## DIRECTIVE
Write out every line of the records below word for word, but omit the pictures.

Records of labeled regions
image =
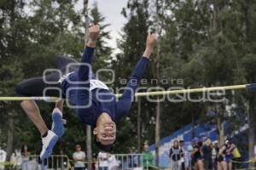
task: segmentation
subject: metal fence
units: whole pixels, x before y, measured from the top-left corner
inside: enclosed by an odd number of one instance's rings
[[[143,169],[143,154],[114,154],[119,170]]]

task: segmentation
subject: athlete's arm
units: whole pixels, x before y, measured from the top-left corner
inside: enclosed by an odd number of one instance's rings
[[[120,118],[124,115],[126,115],[131,108],[131,102],[134,99],[136,89],[138,87],[140,81],[143,77],[144,71],[146,69],[147,64],[148,62],[149,57],[152,54],[154,44],[156,41],[156,36],[154,34],[148,34],[146,42],[146,48],[143,53],[143,57],[137,64],[127,86],[117,103],[118,109],[118,117]]]
[[[94,53],[94,49],[96,48],[96,38],[100,32],[100,27],[97,25],[93,25],[89,28],[89,40],[86,43],[85,49],[84,50],[84,54],[82,56],[82,65],[79,69],[79,82],[86,82],[89,80],[89,72],[90,72],[90,65],[91,63],[91,57]],[[86,83],[87,84],[87,83]]]

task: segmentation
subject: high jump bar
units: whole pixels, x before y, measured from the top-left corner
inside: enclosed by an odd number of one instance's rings
[[[200,92],[211,92],[218,90],[234,90],[234,89],[250,89],[256,88],[256,83],[251,84],[241,84],[241,85],[232,85],[232,86],[219,86],[211,88],[189,88],[189,89],[177,89],[177,90],[168,90],[168,91],[155,91],[155,92],[141,92],[136,93],[136,97],[143,96],[160,96],[168,94],[193,94]],[[116,97],[120,97],[121,94],[115,94]],[[21,101],[21,100],[49,100],[55,101],[60,99],[57,97],[0,97],[0,101]]]

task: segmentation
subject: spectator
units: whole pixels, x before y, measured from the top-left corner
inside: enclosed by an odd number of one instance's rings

## ANSWER
image =
task: segmentation
subject: metal fence
units: whole pixels, x before y, measured from the top-left corner
inside: enclosed by an odd number of one instance's rings
[[[143,169],[143,154],[114,154],[119,170]]]

task: segmentation
subject: athlete's arm
units: whole pixels, x before y, measured from the top-left corner
inside: enclosed by an odd number of one instance's rings
[[[120,118],[124,115],[126,115],[131,108],[131,102],[134,99],[136,89],[138,87],[140,81],[143,77],[144,71],[146,69],[147,64],[148,62],[149,57],[152,54],[154,44],[156,41],[156,36],[154,34],[148,34],[146,42],[146,48],[143,53],[143,57],[137,64],[127,86],[117,103],[118,109],[118,117]]]
[[[94,53],[94,49],[96,48],[96,38],[100,32],[100,27],[97,25],[93,25],[89,28],[89,40],[86,43],[85,49],[84,50],[84,54],[82,56],[82,65],[79,69],[79,82],[86,82],[89,80],[89,72],[90,72],[90,65],[91,63],[91,57]],[[86,83],[87,84],[87,83]]]

task: segmentation
subject: high jump bar
units: whole pixels, x before y, measured from the top-left corner
inside: enclosed by an odd number of one instance's rings
[[[200,92],[211,92],[218,90],[234,90],[234,89],[250,89],[256,88],[256,83],[251,84],[241,84],[241,85],[232,85],[232,86],[219,86],[211,88],[189,88],[189,89],[177,89],[177,90],[168,90],[168,91],[155,91],[155,92],[141,92],[136,93],[136,97],[143,96],[160,96],[168,94],[193,94]],[[116,97],[120,97],[121,94],[115,94]],[[21,101],[21,100],[49,100],[55,101],[60,99],[57,97],[0,97],[0,101]]]

task: segmentation
subject: spectator
units: whole pixels, x before y, measured from the top-left corner
inside: enclosed by an odd number of one instance's rings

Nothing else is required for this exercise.